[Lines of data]
= = = = =

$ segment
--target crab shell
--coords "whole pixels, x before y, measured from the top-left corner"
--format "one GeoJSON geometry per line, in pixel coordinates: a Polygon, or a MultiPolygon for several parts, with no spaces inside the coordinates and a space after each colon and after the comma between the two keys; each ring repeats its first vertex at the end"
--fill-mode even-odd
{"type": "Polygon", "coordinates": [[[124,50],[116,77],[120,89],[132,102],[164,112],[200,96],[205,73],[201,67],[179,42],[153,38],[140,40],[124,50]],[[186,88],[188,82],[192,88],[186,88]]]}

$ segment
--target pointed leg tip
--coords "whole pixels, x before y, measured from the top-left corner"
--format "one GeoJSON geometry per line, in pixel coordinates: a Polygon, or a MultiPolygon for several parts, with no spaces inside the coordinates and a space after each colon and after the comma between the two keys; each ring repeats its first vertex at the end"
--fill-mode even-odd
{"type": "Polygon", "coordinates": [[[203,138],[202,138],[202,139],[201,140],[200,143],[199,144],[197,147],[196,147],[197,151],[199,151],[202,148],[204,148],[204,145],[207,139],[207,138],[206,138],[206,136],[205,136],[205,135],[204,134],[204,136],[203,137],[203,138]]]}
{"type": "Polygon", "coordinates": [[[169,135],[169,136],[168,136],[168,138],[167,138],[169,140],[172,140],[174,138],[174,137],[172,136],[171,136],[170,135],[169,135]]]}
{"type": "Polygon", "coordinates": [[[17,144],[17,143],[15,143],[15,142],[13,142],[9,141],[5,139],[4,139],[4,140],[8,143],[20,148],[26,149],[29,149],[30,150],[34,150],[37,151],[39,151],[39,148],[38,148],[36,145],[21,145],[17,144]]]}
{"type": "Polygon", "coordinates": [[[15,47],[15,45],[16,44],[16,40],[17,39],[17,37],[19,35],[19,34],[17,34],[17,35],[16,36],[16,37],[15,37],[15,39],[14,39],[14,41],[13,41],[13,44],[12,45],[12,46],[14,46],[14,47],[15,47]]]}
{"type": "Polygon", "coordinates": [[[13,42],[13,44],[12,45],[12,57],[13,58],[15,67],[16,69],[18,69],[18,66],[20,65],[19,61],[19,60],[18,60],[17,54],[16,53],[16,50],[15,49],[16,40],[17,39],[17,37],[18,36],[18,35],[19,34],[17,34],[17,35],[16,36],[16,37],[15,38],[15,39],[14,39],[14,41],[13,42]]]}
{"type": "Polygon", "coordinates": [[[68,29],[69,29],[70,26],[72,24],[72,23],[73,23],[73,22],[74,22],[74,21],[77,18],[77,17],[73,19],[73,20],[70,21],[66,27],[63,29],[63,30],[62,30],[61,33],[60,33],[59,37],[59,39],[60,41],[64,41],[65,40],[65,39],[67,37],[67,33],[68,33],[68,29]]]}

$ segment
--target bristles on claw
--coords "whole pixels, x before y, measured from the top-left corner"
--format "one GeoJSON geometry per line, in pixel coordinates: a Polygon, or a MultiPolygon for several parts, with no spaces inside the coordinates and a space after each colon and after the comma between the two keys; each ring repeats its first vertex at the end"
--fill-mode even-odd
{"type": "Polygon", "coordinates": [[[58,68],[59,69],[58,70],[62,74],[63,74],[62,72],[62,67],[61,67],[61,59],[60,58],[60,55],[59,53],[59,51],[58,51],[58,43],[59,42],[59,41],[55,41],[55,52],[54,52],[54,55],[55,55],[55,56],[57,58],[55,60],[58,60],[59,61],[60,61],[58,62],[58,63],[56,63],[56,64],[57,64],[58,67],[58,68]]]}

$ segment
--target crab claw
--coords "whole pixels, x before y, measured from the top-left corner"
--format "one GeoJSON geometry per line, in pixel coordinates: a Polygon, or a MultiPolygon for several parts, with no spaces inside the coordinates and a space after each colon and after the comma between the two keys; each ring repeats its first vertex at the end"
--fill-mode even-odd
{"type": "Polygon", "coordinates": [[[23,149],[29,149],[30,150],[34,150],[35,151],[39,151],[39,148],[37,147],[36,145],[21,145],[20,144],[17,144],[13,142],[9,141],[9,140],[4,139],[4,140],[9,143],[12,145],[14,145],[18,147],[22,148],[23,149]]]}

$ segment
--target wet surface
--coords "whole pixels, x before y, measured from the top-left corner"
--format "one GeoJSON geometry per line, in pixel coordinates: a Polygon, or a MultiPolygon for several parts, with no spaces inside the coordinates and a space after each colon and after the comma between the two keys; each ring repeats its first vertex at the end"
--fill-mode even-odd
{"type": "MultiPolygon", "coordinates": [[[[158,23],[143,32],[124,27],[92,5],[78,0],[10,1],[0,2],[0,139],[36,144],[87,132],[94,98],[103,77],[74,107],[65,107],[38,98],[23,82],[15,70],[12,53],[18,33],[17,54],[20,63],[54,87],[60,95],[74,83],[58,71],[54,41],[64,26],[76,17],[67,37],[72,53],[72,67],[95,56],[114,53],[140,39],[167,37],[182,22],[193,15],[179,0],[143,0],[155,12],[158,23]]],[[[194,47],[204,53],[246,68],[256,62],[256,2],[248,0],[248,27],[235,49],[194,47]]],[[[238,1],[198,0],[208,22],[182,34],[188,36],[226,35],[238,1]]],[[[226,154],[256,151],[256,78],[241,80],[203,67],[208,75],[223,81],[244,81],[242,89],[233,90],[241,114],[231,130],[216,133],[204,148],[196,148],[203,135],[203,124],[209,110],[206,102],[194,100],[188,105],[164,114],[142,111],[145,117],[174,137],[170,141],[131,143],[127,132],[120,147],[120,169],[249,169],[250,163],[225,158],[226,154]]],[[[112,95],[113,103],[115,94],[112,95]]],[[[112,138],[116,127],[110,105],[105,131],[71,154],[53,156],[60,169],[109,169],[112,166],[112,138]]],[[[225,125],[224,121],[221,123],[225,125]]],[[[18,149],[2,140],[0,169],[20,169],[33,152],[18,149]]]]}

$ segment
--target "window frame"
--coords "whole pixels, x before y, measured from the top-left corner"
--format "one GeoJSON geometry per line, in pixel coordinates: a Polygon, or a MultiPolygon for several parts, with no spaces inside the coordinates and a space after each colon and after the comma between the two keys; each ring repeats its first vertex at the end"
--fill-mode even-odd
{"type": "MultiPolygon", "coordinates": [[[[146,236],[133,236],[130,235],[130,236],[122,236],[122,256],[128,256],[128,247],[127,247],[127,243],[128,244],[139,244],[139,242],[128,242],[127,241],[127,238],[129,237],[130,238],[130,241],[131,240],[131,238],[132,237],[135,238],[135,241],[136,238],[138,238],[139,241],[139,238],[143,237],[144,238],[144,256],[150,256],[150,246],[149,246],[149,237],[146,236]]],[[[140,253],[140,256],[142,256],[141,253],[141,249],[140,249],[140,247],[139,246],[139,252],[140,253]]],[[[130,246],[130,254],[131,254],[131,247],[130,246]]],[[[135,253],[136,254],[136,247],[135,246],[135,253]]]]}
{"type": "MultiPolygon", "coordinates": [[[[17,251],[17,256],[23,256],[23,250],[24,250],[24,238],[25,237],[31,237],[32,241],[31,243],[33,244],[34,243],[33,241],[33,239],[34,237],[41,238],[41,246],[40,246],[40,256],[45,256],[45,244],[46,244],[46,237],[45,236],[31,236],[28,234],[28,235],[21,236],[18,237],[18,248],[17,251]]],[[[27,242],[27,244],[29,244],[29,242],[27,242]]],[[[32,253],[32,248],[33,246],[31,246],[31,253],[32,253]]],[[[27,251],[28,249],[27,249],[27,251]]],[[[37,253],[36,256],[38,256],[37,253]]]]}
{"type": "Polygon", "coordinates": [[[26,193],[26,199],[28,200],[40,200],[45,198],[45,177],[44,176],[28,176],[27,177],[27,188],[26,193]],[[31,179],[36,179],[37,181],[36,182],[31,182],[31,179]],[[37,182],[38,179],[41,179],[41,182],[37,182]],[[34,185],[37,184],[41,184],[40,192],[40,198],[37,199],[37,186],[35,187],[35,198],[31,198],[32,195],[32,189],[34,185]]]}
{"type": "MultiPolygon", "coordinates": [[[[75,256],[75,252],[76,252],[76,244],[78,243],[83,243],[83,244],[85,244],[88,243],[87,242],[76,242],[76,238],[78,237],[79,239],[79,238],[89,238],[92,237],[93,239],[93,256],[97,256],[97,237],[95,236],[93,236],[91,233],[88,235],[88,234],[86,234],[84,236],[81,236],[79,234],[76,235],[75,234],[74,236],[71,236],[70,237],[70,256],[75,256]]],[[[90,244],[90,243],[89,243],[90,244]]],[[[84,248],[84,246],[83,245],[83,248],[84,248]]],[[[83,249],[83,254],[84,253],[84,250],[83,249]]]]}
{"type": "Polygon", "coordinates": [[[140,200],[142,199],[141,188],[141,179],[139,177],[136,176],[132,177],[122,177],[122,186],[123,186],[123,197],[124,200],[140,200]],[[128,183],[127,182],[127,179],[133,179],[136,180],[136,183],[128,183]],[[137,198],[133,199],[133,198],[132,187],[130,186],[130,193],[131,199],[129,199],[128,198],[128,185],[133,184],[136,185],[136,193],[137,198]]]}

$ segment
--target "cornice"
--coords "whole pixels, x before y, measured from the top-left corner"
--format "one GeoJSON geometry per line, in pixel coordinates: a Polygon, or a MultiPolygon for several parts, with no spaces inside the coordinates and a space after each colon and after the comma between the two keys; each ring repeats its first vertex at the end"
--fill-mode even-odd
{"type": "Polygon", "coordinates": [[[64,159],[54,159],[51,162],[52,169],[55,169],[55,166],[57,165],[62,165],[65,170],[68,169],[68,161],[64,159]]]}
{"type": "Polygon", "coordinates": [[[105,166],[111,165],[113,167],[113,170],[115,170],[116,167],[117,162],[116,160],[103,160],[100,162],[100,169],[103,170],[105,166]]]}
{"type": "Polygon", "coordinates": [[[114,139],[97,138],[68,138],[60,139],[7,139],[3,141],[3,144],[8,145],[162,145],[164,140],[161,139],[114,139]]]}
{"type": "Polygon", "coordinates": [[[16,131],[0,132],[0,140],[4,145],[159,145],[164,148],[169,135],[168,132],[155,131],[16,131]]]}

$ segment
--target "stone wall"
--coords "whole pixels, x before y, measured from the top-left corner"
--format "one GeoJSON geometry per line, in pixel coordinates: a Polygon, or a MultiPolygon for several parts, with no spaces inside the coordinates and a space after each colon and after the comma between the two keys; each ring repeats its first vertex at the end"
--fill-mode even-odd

= = = = =

▸ **Goal**:
Pick out and copy each line of the data above that contains the string "claw". Matching is case-sensitive.

▸ **Response to the task**:
--target bristles on claw
--target crab claw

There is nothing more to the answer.